### Extract to read
The Good news in the NCHS report is that more warm cuddly babies were
born in 2007 than ever before in American history -- barely eclipsing
the previous high exactly a half-century earlier in 1957. We will call
1957 Baby Boom I and 2007 Baby Boom II.
The Bad news is the timing of these births. For the economic viability
of our society, it would have been better had they arrived a quarter century
earlier. Unfortunately, it will be at least 18 to 22 years before the
Baby Boom II generation shifts from being an economic liability to an
economic asset. This is relevant because Baby Boom II is needed to contribute
to the support of Baby Boom I. Phrased in terms of baby booms and busts,
what we have today is a bimodal distribution with the largest modes
at the opposite ends of the life-span: Baby Boom I is on the cusp of retirement
and Baby Boom II is on the cusp of the terrible twos.
In fall 2007, the Social Security Administration made a big deal out of
the first member of the Baby Boom I generation to file for Social Security.
But fall 2007 also was the beginning of our slide into our current recession/depression.
As the Baby Boom I generation prepares to retire, they are watching the
value of their personal assets, 401k investment retirement plans, and
the value of their homes plummet. More of this generation will require
government assistance with their retirement health care, housing, and
income than either they or the government ever had in mind.
The Ugly news is that 40% of the births in 2007 were to unmarried women.

### Dataset extract
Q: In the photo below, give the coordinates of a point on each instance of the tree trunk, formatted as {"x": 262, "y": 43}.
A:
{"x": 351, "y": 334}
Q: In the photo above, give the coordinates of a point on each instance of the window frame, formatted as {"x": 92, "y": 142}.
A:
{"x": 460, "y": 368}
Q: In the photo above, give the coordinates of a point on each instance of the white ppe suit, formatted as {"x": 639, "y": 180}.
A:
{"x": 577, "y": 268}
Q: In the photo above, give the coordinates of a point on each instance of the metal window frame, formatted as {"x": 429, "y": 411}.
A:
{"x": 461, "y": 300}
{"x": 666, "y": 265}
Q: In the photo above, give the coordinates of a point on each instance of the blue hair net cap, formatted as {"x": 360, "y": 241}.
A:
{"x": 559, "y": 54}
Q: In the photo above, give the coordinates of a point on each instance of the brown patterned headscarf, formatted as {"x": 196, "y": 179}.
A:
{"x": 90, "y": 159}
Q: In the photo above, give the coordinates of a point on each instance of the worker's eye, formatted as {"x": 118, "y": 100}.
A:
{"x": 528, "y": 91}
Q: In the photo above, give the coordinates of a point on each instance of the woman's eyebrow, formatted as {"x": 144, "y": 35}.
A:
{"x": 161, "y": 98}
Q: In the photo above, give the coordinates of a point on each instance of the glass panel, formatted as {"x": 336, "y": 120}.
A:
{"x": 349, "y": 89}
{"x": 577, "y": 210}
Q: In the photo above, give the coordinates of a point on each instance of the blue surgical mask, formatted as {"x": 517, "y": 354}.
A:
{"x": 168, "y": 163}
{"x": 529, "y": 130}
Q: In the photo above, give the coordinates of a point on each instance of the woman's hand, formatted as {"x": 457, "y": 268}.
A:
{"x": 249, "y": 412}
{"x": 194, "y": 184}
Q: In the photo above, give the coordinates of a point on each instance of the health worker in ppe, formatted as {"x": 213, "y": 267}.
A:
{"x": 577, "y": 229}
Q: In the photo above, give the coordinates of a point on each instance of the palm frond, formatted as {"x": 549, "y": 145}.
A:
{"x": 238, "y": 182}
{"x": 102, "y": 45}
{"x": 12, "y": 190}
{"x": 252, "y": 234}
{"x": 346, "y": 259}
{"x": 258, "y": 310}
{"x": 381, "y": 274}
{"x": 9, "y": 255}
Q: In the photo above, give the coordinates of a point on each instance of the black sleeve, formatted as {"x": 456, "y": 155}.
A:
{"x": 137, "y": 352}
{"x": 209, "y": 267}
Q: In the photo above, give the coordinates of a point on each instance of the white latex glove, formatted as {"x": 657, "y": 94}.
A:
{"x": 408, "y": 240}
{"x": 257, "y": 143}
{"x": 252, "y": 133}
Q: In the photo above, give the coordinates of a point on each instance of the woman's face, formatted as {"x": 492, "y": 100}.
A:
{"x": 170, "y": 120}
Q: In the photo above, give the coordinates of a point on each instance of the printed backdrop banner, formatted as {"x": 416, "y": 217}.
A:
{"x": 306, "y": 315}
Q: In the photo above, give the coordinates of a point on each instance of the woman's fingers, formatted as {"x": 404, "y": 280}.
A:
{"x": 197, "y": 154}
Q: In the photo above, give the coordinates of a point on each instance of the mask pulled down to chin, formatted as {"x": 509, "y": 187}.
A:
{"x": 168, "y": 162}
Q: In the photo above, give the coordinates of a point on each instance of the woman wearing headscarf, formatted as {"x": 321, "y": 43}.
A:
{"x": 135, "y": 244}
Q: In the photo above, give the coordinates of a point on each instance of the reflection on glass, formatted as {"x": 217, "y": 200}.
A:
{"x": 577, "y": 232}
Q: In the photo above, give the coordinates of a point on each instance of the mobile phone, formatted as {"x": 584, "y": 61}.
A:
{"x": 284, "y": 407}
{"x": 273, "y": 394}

### Challenges
1. In the baby boom text, reproduce word for word everything from "In fall 2007, the" down to "our current recession/depression.".
2. Condense the paragraph of the baby boom text that begins "In fall 2007, the Social Security Administration" into a short bulleted list, keeping its main facts.

### Solutions to the tasks
1.
In fall 2007, the Social Security Administration made a big deal out of
the first member of the Baby Boom I generation to file for Social Security.
But fall 2007 also was the beginning of our slide into our current recession/depression.

2.
- In fall 2007, the Social Security Administration made a big deal of the first Baby Boom I member filing for Social Security.
- Fall 2007 was also the start of the slide into the current recession/depression.
- As Baby Boom I prepares to retire, the value of its personal assets, 401k retirement plans, and homes is plummeting.
- More of this generation will need government help with retirement health care, housing, and income than either it or the government ever intended.